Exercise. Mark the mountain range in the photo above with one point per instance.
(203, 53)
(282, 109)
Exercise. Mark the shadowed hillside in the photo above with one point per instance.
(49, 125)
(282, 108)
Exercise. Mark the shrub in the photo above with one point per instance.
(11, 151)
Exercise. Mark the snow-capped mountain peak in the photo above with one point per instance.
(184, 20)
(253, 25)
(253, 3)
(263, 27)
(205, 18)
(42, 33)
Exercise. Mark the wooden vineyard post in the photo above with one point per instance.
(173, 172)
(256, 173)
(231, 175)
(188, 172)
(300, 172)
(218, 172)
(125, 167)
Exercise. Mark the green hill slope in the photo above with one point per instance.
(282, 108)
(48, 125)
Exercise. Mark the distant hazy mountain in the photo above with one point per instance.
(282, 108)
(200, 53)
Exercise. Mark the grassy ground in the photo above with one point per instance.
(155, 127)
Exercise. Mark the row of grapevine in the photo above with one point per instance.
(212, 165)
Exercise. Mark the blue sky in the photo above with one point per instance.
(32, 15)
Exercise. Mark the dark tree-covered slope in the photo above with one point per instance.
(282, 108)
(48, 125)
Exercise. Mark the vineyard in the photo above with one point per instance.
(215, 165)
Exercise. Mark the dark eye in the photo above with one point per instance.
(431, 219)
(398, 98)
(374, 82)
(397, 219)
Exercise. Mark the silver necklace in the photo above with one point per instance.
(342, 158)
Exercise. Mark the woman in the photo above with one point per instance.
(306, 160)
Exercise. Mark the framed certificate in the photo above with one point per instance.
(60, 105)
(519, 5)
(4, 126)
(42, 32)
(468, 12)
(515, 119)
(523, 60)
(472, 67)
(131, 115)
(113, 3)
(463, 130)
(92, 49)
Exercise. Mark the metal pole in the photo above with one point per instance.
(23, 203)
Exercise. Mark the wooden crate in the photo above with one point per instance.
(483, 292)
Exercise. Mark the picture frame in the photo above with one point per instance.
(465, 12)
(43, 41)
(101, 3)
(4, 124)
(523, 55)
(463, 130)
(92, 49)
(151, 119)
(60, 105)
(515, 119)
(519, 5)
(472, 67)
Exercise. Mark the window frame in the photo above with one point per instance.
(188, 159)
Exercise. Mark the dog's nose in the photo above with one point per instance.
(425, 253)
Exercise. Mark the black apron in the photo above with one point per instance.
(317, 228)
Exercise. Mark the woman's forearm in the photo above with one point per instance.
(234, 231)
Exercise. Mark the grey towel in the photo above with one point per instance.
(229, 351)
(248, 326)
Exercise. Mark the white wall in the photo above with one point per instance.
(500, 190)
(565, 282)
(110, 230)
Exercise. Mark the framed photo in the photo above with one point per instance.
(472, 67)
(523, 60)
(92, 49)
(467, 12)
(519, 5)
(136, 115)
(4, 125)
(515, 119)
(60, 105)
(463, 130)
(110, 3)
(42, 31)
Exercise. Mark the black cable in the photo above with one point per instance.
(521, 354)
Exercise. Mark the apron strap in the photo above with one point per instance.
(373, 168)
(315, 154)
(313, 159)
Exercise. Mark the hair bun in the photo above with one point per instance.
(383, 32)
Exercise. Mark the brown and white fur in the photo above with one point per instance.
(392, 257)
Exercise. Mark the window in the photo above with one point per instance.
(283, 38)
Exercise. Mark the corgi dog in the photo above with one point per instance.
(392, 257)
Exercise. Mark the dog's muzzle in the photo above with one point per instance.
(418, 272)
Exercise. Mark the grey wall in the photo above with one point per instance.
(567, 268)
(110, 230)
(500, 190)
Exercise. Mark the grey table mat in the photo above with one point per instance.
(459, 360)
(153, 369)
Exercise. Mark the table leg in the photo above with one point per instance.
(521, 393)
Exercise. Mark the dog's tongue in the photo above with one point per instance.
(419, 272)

### Work to be completed:
Could you set down each entry above word for word?

### Exercise answer:
Exercise. Mark the mountain range in the photo above with one point per instance.
(203, 53)
(282, 109)
Exercise. Mark the shadowed hillside in the photo above with one point per instance.
(49, 125)
(282, 108)
Exercise. Mark the shrub in the photo above with one point per instance.
(11, 151)
Exercise. Mark the snow-capped mountain peak in the photo above with one point per instance.
(184, 20)
(253, 25)
(253, 3)
(263, 27)
(205, 18)
(42, 33)
Exercise. Mark the wooden vineyard post in the photo above with one point per instance.
(173, 172)
(256, 173)
(231, 175)
(188, 172)
(300, 172)
(218, 172)
(125, 167)
Exercise. Mark the green hill slope in the photo above with one point per instance.
(282, 108)
(48, 125)
Exercise. Mark the distant hazy mountain in the photo above with one point per instance.
(282, 108)
(200, 53)
Exercise. Mark the grassy ground in the photo above with one point per instance.
(155, 127)
Exercise. Mark the row of grapevine in the photo above with one point per instance.
(212, 165)
Exercise. Mark the blue sky in the photo above with one point per instance.
(32, 15)
Exercise. Mark the dark tree-covered slope in the photo above with one point per instance.
(282, 108)
(48, 125)
Exercise. Mark the vineyard in the photo above with one point per instance.
(215, 165)
Exercise. Mark the dark eye in the photo above with one point per instance.
(431, 219)
(398, 98)
(374, 82)
(397, 219)
Exercise. Mark the silver necklace in the photo above with one point per instance.
(342, 158)
Exercise. Mark the woman in the photo above with one point per instance.
(306, 160)
Exercise. Mark the framed certificate in the photo above with one point per instance.
(60, 105)
(519, 5)
(4, 126)
(42, 32)
(468, 12)
(515, 119)
(523, 60)
(472, 67)
(131, 115)
(113, 3)
(463, 130)
(92, 49)
Exercise. Mark the metal pole in the photo above with one point per instance.
(23, 203)
Exercise. Mark the wooden crate in the photo above with one point per instance.
(483, 292)
Exercise. Mark the picture frame in the photo above with one point per instance.
(465, 12)
(43, 41)
(101, 3)
(4, 124)
(523, 55)
(463, 130)
(92, 49)
(151, 119)
(60, 105)
(515, 119)
(519, 5)
(472, 67)
Exercise. Mark the window frame in the photo above with one point per instance.
(188, 159)
Exercise. Mark the dog's nose in the photo above with one point per instance.
(425, 253)
Exercise. Mark the black apron in the photo above with one point per instance.
(317, 228)
Exercise. Mark the woman's forearm in the photo above with one point per instance.
(234, 231)
Exercise. Mark the grey towel in the photo above with one point per instance.
(229, 351)
(248, 326)
Exercise. Mark the white wall in the photo above with one point per instance.
(500, 190)
(565, 282)
(110, 230)
Exercise. Mark the framed photo in the photo above with one point per instance.
(472, 67)
(523, 60)
(92, 49)
(467, 12)
(519, 5)
(136, 115)
(4, 125)
(515, 119)
(60, 105)
(463, 130)
(110, 3)
(42, 31)
Exercise. Mark the black cable in the photo above with one point per instance.
(521, 354)
Exercise. Mark the apron strap in the photo above with one point per instance.
(373, 168)
(315, 154)
(313, 159)
Exercise. Mark the hair bun in the photo above with one point per instance.
(383, 32)
Exercise. Mark the brown and white fur in the photo above with one point per instance.
(392, 257)
Exercise. Mark the window in the photo above with one point per instance.
(283, 38)
Exercise. Mark the corgi dog in the photo above with one point per instance.
(392, 257)
Exercise. Mark the dog's muzzle in the photo above with one point per instance.
(418, 272)
Exercise. Mark the grey wall in the photo above with one point per instance.
(567, 268)
(110, 230)
(500, 190)
Exercise. Mark the grey table mat in the photo above with one point per instance.
(459, 360)
(153, 369)
Exercise. Mark the table leg in the photo above with one point per instance.
(521, 393)
Exercise. Mark the dog's tongue in the photo above with one point per instance.
(419, 272)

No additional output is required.